Copy each entry as it stands, leaving nothing out.

'''

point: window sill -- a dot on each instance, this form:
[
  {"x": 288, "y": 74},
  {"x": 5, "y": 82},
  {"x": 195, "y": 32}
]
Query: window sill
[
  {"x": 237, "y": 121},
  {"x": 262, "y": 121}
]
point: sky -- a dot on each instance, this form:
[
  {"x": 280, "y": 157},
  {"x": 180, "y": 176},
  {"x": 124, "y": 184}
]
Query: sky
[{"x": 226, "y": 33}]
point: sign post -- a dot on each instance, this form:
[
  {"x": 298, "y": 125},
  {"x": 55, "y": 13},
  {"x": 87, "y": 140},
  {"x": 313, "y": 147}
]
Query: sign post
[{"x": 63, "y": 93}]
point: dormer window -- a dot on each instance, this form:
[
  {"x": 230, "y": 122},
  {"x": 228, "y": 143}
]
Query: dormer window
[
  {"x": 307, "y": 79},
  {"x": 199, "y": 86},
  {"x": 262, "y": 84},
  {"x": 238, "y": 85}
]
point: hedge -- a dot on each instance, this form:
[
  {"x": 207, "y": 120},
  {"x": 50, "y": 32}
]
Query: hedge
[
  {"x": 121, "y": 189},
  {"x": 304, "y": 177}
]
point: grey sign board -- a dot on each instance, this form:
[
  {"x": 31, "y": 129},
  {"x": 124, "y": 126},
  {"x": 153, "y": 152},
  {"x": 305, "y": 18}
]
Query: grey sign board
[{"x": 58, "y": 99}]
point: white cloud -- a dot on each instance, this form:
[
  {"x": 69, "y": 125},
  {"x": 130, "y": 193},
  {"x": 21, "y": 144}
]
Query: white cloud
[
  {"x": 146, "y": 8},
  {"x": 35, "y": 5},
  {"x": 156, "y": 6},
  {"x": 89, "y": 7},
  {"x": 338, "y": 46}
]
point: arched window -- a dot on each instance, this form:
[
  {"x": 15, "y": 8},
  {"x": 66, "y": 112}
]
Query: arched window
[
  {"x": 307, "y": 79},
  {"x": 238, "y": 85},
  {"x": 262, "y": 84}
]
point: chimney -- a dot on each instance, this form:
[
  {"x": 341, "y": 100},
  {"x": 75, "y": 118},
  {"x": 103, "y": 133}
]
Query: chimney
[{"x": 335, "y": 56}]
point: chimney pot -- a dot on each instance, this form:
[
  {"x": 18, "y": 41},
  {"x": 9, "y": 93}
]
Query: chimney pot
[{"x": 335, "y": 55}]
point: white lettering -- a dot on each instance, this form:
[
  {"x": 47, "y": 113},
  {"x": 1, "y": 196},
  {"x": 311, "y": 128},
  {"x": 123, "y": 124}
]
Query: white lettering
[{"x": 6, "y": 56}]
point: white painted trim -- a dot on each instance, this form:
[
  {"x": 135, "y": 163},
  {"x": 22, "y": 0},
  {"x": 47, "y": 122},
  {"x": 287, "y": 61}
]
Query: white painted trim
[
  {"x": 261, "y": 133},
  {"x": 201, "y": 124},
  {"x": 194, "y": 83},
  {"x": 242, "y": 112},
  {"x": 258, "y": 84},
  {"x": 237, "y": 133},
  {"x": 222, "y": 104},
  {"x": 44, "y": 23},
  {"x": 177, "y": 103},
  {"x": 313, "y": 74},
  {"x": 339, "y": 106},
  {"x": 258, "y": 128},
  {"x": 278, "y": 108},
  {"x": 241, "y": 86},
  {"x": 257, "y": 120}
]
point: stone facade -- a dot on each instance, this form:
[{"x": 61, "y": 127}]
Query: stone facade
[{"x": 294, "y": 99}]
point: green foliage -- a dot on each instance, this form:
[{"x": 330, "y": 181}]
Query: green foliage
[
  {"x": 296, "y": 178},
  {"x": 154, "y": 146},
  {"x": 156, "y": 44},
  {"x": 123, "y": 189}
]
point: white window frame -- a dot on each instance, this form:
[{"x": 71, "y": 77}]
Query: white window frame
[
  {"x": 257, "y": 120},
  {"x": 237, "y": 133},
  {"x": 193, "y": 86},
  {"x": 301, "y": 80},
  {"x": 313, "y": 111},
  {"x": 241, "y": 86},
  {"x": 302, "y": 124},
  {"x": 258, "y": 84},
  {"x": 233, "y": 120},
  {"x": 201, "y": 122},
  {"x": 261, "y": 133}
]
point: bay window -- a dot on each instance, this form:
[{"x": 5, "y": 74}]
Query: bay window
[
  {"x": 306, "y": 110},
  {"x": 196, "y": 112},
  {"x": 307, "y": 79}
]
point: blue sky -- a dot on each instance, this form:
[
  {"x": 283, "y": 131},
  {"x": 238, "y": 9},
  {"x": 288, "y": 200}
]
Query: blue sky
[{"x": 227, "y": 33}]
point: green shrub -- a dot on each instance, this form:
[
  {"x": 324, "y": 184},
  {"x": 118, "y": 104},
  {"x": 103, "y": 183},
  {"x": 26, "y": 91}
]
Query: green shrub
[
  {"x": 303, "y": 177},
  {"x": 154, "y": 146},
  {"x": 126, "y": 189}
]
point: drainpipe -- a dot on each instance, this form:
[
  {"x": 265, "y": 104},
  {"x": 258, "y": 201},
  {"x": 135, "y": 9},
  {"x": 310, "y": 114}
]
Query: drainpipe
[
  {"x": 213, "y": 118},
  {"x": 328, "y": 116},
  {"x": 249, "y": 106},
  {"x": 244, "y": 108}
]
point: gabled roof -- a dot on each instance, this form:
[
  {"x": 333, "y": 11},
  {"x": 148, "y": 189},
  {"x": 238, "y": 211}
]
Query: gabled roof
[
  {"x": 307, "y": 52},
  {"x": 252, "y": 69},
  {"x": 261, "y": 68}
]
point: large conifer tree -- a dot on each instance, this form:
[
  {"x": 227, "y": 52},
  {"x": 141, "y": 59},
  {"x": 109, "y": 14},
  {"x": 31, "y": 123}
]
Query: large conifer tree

'''

• **Written solution**:
point: window sill -- a dot on each instance, this form:
[
  {"x": 288, "y": 74},
  {"x": 5, "y": 82},
  {"x": 195, "y": 32}
]
Query: window sill
[
  {"x": 237, "y": 121},
  {"x": 262, "y": 121}
]
point: sky -- a dot on each instance, this form:
[
  {"x": 280, "y": 157},
  {"x": 180, "y": 176},
  {"x": 124, "y": 184}
]
Query: sky
[{"x": 226, "y": 33}]
point: sign post -- a dot on each instance, this form:
[
  {"x": 298, "y": 125},
  {"x": 55, "y": 13},
  {"x": 87, "y": 140},
  {"x": 313, "y": 147}
]
Query: sign post
[{"x": 63, "y": 93}]
point: dormer window -- a dot on each instance, this form:
[
  {"x": 230, "y": 122},
  {"x": 228, "y": 143}
]
Query: dormer window
[
  {"x": 307, "y": 79},
  {"x": 199, "y": 86},
  {"x": 262, "y": 84},
  {"x": 238, "y": 85}
]
point: hedge -- a dot on each instance, this form:
[
  {"x": 207, "y": 120},
  {"x": 50, "y": 32}
]
Query: hedge
[
  {"x": 121, "y": 189},
  {"x": 304, "y": 177}
]
point: grey sign board -- a dot on each instance, this form:
[
  {"x": 31, "y": 129},
  {"x": 124, "y": 126},
  {"x": 153, "y": 152},
  {"x": 305, "y": 18}
]
Query: grey sign board
[{"x": 58, "y": 99}]
point: white cloud -- a dot on each instance, this form:
[
  {"x": 69, "y": 125},
  {"x": 130, "y": 193},
  {"x": 21, "y": 144}
]
Query: white cloud
[
  {"x": 146, "y": 8},
  {"x": 35, "y": 5},
  {"x": 156, "y": 6},
  {"x": 89, "y": 7},
  {"x": 338, "y": 46}
]
point: arched window -- a dot on each instance, this form:
[
  {"x": 15, "y": 8},
  {"x": 66, "y": 112}
]
Query: arched window
[
  {"x": 307, "y": 79},
  {"x": 238, "y": 85},
  {"x": 262, "y": 84}
]
point: chimney -- a dot on each instance, this form:
[
  {"x": 341, "y": 100},
  {"x": 75, "y": 118},
  {"x": 103, "y": 133}
]
Query: chimney
[{"x": 335, "y": 56}]
point: chimney pot -- a dot on each instance, this form:
[
  {"x": 18, "y": 41},
  {"x": 9, "y": 93}
]
Query: chimney pot
[{"x": 335, "y": 55}]
point: white lettering -- a dot on each instance, this form:
[
  {"x": 47, "y": 113},
  {"x": 1, "y": 196},
  {"x": 311, "y": 128},
  {"x": 123, "y": 124}
]
Query: white lettering
[{"x": 6, "y": 56}]
point: white painted trim -- a dot on each instance, this form:
[
  {"x": 135, "y": 163},
  {"x": 22, "y": 0},
  {"x": 47, "y": 122},
  {"x": 287, "y": 61}
]
Query: white painted trim
[
  {"x": 261, "y": 133},
  {"x": 201, "y": 124},
  {"x": 194, "y": 83},
  {"x": 242, "y": 112},
  {"x": 258, "y": 84},
  {"x": 237, "y": 133},
  {"x": 222, "y": 104},
  {"x": 44, "y": 23},
  {"x": 177, "y": 103},
  {"x": 313, "y": 74},
  {"x": 339, "y": 106},
  {"x": 258, "y": 128},
  {"x": 278, "y": 108},
  {"x": 241, "y": 86},
  {"x": 257, "y": 120}
]
point: stone facade -- a dot on each instance, this form:
[{"x": 61, "y": 127}]
Query: stone facade
[{"x": 294, "y": 99}]
point: green foliage -- a dot on each instance, this form:
[{"x": 330, "y": 181}]
Query: green foliage
[
  {"x": 296, "y": 178},
  {"x": 154, "y": 146},
  {"x": 156, "y": 44},
  {"x": 123, "y": 189}
]
point: white window frame -- a dot on each instance, this form:
[{"x": 71, "y": 77}]
Query: white window frame
[
  {"x": 257, "y": 120},
  {"x": 237, "y": 133},
  {"x": 193, "y": 86},
  {"x": 301, "y": 80},
  {"x": 313, "y": 111},
  {"x": 241, "y": 86},
  {"x": 302, "y": 124},
  {"x": 258, "y": 84},
  {"x": 233, "y": 120},
  {"x": 201, "y": 122},
  {"x": 261, "y": 133}
]
point: bay window -- a dot on each instance, this form:
[{"x": 5, "y": 74}]
Query: bay window
[
  {"x": 306, "y": 110},
  {"x": 196, "y": 112},
  {"x": 307, "y": 79}
]
point: blue sky -- a dot on each instance, this form:
[
  {"x": 283, "y": 131},
  {"x": 238, "y": 9},
  {"x": 288, "y": 200}
]
Query: blue sky
[{"x": 227, "y": 33}]
point: green shrub -- a dot on each instance, this form:
[
  {"x": 324, "y": 184},
  {"x": 118, "y": 104},
  {"x": 103, "y": 183},
  {"x": 26, "y": 91}
]
Query: green shrub
[
  {"x": 303, "y": 177},
  {"x": 154, "y": 146},
  {"x": 126, "y": 189}
]
point: drainpipe -- a dot on each instance, this form:
[
  {"x": 265, "y": 104},
  {"x": 258, "y": 201},
  {"x": 135, "y": 9},
  {"x": 310, "y": 114}
]
Query: drainpipe
[
  {"x": 213, "y": 118},
  {"x": 328, "y": 116},
  {"x": 249, "y": 106},
  {"x": 244, "y": 108}
]
point: gabled roof -- a dot on each instance, this form:
[
  {"x": 333, "y": 11},
  {"x": 148, "y": 189},
  {"x": 238, "y": 211}
]
Query: gabled roof
[
  {"x": 307, "y": 52},
  {"x": 252, "y": 69},
  {"x": 261, "y": 68}
]
point: large conifer tree -- a dot on each instance, this form:
[
  {"x": 227, "y": 52},
  {"x": 141, "y": 59},
  {"x": 109, "y": 14},
  {"x": 31, "y": 123}
]
Query: large conifer tree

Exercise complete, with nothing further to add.